• **WHAT THIS TASK INVOLVES**
Only one stretch of the listing below is wanted. Give it again exactly, from the line with "Query: power line" through the line with "If you could indicate the brown".

<<<<

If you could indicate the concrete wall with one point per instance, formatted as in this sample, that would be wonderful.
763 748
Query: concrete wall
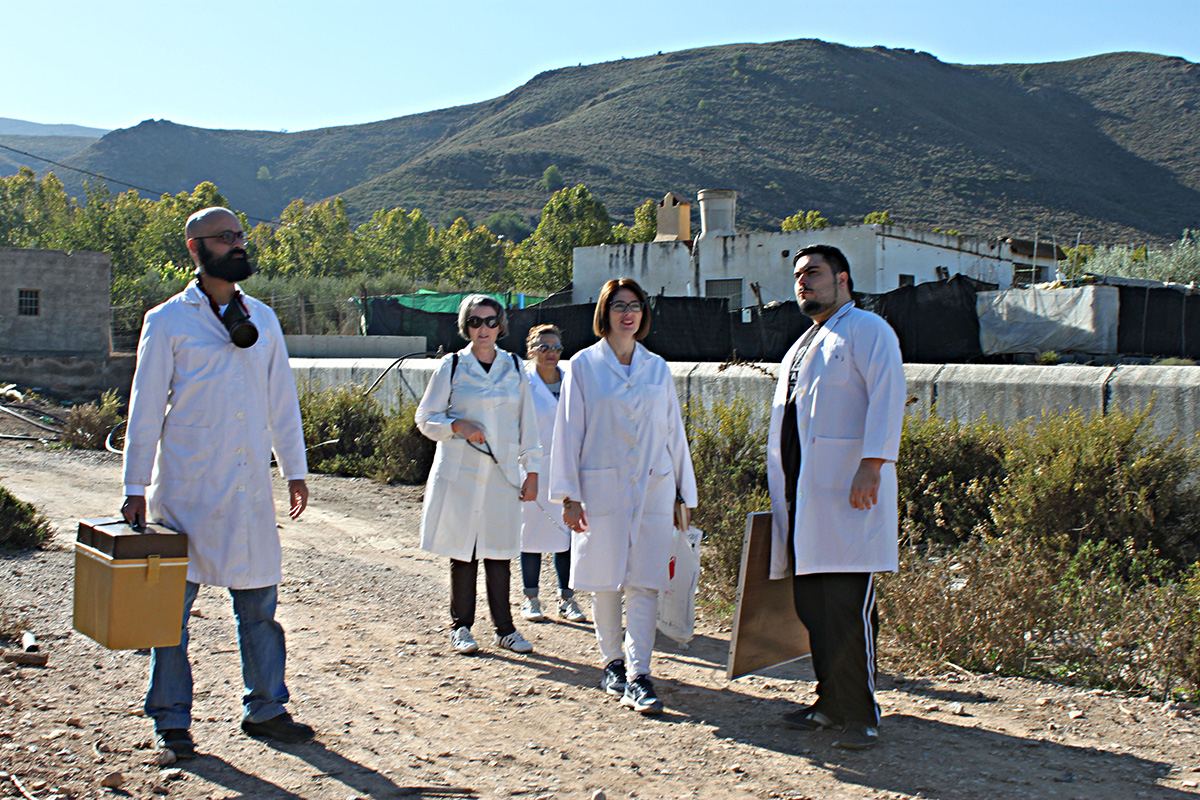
353 347
1009 395
73 302
70 377
877 254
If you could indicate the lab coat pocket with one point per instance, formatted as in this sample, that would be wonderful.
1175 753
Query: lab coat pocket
600 491
834 462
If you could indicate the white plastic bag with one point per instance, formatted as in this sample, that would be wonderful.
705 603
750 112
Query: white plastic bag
677 602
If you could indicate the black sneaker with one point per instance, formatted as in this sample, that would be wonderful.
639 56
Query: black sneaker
613 681
640 696
280 728
857 735
808 719
177 740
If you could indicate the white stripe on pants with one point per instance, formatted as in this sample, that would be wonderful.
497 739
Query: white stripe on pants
641 618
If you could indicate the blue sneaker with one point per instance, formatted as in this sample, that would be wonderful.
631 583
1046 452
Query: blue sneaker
640 696
613 681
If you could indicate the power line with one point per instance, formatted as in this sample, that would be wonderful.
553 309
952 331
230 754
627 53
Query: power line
113 180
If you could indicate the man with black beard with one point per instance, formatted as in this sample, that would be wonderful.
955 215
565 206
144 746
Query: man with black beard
831 467
213 397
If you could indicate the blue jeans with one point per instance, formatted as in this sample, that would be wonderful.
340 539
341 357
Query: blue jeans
263 657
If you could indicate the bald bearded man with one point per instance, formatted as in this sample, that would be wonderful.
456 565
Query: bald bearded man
213 397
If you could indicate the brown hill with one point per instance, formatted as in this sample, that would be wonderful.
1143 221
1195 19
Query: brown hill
1104 145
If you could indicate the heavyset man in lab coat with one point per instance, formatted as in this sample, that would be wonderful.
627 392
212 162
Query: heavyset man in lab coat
204 416
831 457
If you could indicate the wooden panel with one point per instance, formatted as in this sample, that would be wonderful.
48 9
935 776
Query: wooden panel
766 630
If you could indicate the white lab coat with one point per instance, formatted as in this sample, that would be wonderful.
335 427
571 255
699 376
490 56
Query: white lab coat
204 416
621 447
472 506
539 534
850 405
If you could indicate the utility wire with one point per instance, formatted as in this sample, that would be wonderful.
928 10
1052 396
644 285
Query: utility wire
113 180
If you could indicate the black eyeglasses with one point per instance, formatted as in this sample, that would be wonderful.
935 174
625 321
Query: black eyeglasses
227 236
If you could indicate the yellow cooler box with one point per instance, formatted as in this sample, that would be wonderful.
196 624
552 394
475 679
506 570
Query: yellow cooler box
130 584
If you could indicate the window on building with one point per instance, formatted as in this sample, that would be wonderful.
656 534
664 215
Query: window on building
729 288
1027 274
28 302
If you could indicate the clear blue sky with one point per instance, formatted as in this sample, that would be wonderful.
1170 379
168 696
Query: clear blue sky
297 65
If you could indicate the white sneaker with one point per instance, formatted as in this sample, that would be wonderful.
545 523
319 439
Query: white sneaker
531 609
514 642
462 642
570 611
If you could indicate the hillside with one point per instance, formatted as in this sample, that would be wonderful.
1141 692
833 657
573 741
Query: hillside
1104 146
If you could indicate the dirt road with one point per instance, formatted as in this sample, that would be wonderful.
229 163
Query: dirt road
400 715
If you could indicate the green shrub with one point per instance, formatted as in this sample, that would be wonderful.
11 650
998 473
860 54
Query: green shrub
729 455
949 474
405 455
21 524
349 421
88 425
1087 477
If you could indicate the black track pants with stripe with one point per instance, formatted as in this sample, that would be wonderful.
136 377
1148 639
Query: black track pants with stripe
838 608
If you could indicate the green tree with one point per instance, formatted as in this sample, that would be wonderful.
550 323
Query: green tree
571 218
552 179
449 217
509 224
805 221
646 224
472 259
399 241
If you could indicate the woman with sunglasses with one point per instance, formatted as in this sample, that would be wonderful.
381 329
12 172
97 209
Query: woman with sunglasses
479 409
621 465
540 533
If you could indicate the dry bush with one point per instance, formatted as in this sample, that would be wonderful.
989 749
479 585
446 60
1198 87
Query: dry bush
349 416
1078 479
949 475
405 455
88 425
727 445
21 524
1102 617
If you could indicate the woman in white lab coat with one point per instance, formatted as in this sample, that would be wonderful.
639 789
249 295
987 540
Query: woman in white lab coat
479 409
621 465
539 531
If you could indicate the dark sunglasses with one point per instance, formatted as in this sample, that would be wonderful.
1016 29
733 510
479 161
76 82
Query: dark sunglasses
227 236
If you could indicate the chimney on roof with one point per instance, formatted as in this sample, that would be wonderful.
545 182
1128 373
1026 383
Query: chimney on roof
675 218
718 208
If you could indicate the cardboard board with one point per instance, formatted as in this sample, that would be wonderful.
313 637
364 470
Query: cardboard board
766 629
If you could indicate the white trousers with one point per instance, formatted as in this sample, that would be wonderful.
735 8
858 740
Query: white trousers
641 618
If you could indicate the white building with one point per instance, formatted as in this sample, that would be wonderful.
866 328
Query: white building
723 263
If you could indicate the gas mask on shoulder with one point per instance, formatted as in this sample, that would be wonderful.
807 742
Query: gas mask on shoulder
235 319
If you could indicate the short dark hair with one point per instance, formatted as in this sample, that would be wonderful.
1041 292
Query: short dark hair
600 320
473 301
833 257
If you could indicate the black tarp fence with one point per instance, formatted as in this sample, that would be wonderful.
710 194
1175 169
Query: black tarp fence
935 323
1158 322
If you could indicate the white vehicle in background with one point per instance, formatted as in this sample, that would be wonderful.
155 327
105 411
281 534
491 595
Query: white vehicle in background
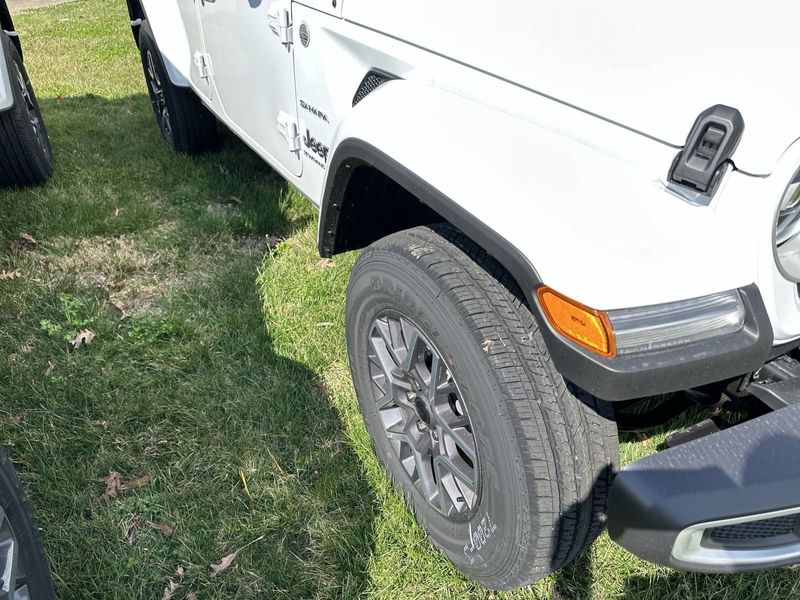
25 154
25 159
565 207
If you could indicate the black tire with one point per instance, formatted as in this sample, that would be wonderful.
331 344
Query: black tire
186 125
32 568
546 452
25 154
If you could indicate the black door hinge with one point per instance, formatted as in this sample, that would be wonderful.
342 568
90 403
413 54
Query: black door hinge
713 139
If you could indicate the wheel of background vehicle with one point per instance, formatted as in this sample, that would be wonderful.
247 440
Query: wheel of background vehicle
185 123
506 466
25 154
23 564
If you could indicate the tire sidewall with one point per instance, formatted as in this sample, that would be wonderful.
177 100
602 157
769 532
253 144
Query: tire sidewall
484 544
32 556
147 43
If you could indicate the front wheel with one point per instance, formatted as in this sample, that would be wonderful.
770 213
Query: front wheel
186 125
23 565
25 154
505 465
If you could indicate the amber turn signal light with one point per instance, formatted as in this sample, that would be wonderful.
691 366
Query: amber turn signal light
583 325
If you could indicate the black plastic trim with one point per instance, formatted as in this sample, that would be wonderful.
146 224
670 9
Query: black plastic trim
620 378
353 153
713 139
683 367
748 469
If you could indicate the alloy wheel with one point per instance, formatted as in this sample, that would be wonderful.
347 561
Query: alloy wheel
424 415
157 97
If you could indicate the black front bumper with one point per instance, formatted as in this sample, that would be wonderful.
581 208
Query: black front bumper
727 502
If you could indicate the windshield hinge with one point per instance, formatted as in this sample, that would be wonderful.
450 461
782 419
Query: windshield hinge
289 129
711 143
280 21
203 63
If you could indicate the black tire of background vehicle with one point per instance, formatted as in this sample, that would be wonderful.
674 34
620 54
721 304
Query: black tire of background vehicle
31 558
547 452
25 154
185 124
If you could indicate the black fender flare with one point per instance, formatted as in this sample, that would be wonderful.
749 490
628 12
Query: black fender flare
353 153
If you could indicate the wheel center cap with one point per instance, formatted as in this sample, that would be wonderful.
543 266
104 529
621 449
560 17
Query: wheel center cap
422 411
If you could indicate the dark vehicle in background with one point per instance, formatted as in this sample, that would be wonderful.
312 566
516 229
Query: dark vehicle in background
25 154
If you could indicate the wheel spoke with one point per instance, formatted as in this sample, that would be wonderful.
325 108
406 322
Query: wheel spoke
453 429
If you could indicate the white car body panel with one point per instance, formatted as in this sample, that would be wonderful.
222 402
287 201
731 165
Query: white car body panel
166 20
253 74
584 199
652 66
6 91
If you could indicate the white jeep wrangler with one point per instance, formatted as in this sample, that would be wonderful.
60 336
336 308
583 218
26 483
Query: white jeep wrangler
565 207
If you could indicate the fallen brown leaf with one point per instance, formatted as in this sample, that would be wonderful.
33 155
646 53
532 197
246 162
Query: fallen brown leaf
28 239
172 585
169 591
165 529
6 275
120 306
129 526
114 485
84 338
223 564
136 483
113 482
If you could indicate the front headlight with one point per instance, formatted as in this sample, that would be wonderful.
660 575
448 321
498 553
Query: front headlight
645 328
651 328
787 231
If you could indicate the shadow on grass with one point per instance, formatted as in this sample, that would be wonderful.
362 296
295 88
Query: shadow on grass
240 443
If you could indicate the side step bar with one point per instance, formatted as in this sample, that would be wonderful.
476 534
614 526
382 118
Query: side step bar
723 503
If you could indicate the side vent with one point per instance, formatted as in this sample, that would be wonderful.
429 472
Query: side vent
371 82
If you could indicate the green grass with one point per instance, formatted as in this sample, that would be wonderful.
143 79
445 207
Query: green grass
230 357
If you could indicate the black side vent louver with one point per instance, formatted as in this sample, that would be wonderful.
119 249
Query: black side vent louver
371 82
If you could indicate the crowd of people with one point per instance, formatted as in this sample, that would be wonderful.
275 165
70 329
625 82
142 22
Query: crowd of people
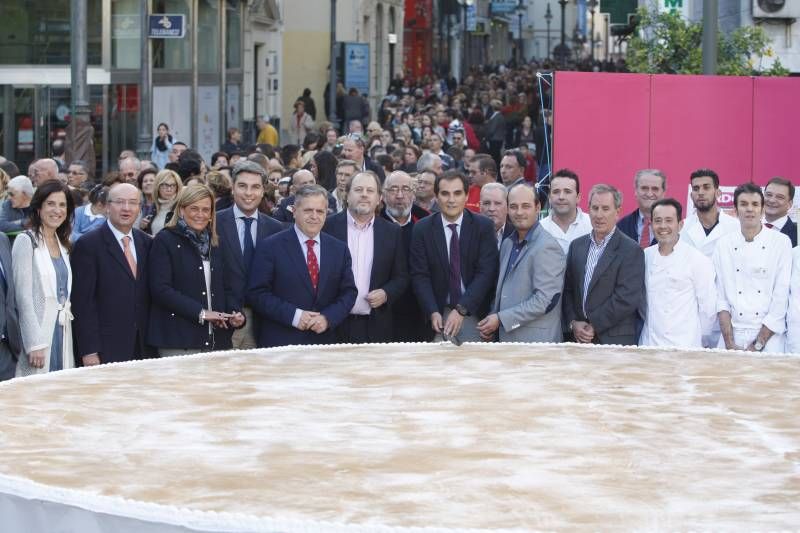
426 224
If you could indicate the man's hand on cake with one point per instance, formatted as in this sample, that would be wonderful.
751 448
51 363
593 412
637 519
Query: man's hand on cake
36 358
488 326
376 298
91 359
453 325
319 324
436 322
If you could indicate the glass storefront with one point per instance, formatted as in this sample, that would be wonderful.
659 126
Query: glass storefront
37 32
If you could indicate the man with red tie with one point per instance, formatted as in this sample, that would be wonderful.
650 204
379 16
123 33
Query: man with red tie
650 185
301 283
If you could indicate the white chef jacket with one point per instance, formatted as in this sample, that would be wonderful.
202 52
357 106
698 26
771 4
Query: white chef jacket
694 234
582 225
753 279
793 313
681 297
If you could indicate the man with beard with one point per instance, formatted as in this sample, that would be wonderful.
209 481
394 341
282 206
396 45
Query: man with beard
753 268
679 281
400 209
379 261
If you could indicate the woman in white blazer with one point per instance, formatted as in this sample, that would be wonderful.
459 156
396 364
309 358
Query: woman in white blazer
43 280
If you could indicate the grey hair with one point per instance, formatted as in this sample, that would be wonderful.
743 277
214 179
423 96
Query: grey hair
245 165
22 184
425 162
307 191
494 186
650 172
602 188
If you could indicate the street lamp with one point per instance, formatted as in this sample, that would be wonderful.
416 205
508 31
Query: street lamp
592 5
562 50
548 17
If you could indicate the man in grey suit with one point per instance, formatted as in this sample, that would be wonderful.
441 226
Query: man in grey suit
604 283
527 303
10 337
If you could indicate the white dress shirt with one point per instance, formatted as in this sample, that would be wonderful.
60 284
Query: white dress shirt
302 238
581 226
447 234
240 226
793 313
681 297
118 235
361 242
694 234
753 282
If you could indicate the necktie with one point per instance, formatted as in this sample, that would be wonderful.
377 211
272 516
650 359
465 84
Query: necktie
455 266
644 239
126 248
313 266
248 248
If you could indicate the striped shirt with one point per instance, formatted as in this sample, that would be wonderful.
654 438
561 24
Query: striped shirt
595 253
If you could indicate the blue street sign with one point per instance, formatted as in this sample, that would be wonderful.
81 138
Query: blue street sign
356 67
166 26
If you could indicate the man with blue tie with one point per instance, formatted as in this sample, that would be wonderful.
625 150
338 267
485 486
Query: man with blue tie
240 227
10 338
453 261
301 283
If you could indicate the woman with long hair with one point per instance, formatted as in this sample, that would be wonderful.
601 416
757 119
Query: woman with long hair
43 281
162 145
189 311
167 187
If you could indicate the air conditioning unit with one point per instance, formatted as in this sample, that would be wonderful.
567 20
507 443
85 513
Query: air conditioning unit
782 9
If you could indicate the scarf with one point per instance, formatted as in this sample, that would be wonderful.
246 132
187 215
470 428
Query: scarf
201 241
161 145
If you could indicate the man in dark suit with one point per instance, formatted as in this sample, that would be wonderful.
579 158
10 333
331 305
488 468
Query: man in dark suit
454 261
301 283
650 185
10 337
110 296
778 199
239 228
399 209
380 268
604 281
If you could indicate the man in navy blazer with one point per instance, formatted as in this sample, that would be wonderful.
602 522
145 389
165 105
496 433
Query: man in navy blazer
379 261
239 228
454 281
650 185
110 302
301 283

>>>>

• **SOLVED EXERCISE**
Query: power line
113 180
If you could indicate the man with black beard with one point per instance, formatted as in this sample, that would be wonderful.
955 215
565 206
144 746
Query: man with black beard
831 467
213 397
If you could indicate the blue jeans with one point per instance, formatted as in this sample, that would be wonderful.
340 539
341 357
Query: blue jeans
263 657
If you could indicate the bald bearded man with one point per instance, formatted as in this sample, that would be wonderful.
456 565
Query: bald bearded man
213 397
If you could indicate the brown hill with one point per instance, formatted as in this sample, that would be wonderful.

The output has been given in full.